● **課題一覧**
A. 対象テキストで、森山さんは自民党がどの戦争に賛成した党だったと述べていますか。
B. 対象テキストで、行頭に「名前:」の形で示されている発言者は誰ですか。重複を除いてすべて挙げてください。
C. 対象テキストのうち、「森山:あとこれだけ言っておき」から始まり「か。佐々木さん、賛成ですか?」で終わる部分をそのまま引用してください。

ホントはこうやってゆるーく政治の話を飲み屋談義みたいにしていきたいところなんですけど、テーマとしてはゆるくない話もありまして、メール、何が私の争点かと考えてみましたがいまいち分かりません。9条は絶対に守るべきだと思うので投票してきた、メール、参院選の争点は9条。今変える意義を見いだせない。フリーター、ニート問題の中で戦争しかないという意見も出ていますが、雇用と戦争は別問題。運動の回でも話題になったけど、戦争なんか行かないという話がありますが、共謀罪と同じく通ってしまえば他人事ではすまされない。メール、小田島等さんから。共産党に入れてきた。改憲絶対反対派なので、反対ならどこでもよかったのですが、ぼろ負け。なんだかキンクスみたいだな。パーソナリティの皆様に質問です。ぶっちゃけ9条は改憲されちゃうんでしょうか。10年後渋谷で軍人さんに蹴られたくないです。民主に任せて大丈夫なんですかね。
というわけで9条、それぞれ長い意見があると思うので、運動の回で平和の問題を提起されたのは森山さんだったので、もう一回その話してもらえますか。

森山:まず今回の選挙に絡めて言うと、要するに安倍が憲法改正の選挙にしたかったんだけど、それが論議のない選挙になってしまったというのが、一番残念ですね。

仲俣:むしろ争点にした方がよかったと。

森山:あとこれだけ言っておきたかったのは、要するに自民党はイラク戦争に賛成した党だった訳じゃないですか。それをどこのメディアもちゃんと言わない。色々見る限り、北大の中島岳志さんが強く言ってたくらい。それを論議しないとおかしいっていうつもりで選挙に行きました。

鈴木:メール、最近の関心は改憲について、日本を自立した国にってのがあるけど、僕らの世代にとって改憲を語る場合には、徴兵制の是非について語らないといけない。その点から言えば僕が護憲。美しい国、強い国よりエゴ全開で行きたい。
戦争に行かされるのは若い世代ですからね。

斎藤:改憲の話で言えば、教育基本法が去年末に通ったけど、あれは争点になってない。郵政選挙の勢いでそのまま通しただけ。

津田:国民会議に参加してたヤンキー先生も今回は自民党から出馬したし。

鈴木:着々と「戦争のできる国」っていう、森山さんが言ってた方向になろうとしているという危機感はあると思うんですけど。単純にイエスノーで聞きましょう。9条だけで、憲法改正に反対だという人は、、、佐々木さんと僕以外全員か。佐々木さん、賛成ですか?

● **データ抜粋**
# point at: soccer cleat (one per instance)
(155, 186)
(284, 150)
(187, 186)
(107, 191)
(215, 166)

● **想定解答**
A. イラク戦争

B. 森山、仲俣、鈴木、斎藤、津田

C.
森山:あとこれだけ言っておきたかったのは、要するに自民党はイラク戦争に賛成した党だった訳じゃないですか。それをどこのメディアもちゃんと言わない。色々見る限り、北大の中島岳志さんが強く言ってたくらい。それを論議しないとおかしいっていうつもりで選挙に行きました。

鈴木:メール、最近の関心は改憲について、日本を自立した国にってのがあるけど、僕らの世代にとって改憲を語る場合には、徴兵制の是非について語らないといけない。その点から言えば僕が護憲。美しい国、強い国よりエゴ全開で行きたい。
戦争に行かされるのは若い世代ですからね。

斎藤:改憲の話で言えば、教育基本法が去年末に通ったけど、あれは争点になってない。郵政選挙の勢いでそのまま通しただけ。

津田:国民会議に参加してたヤンキー先生も今回は自民党から出馬したし。

鈴木:着々と「戦争のできる国」っていう、森山さんが言ってた方向になろうとしているという危機感はあると思うんですけど。単純にイエスノーで聞きましょう。9条だけで、憲法改正に反対だという人は、、、佐々木さんと僕以外全員か。佐々木さん、賛成ですか?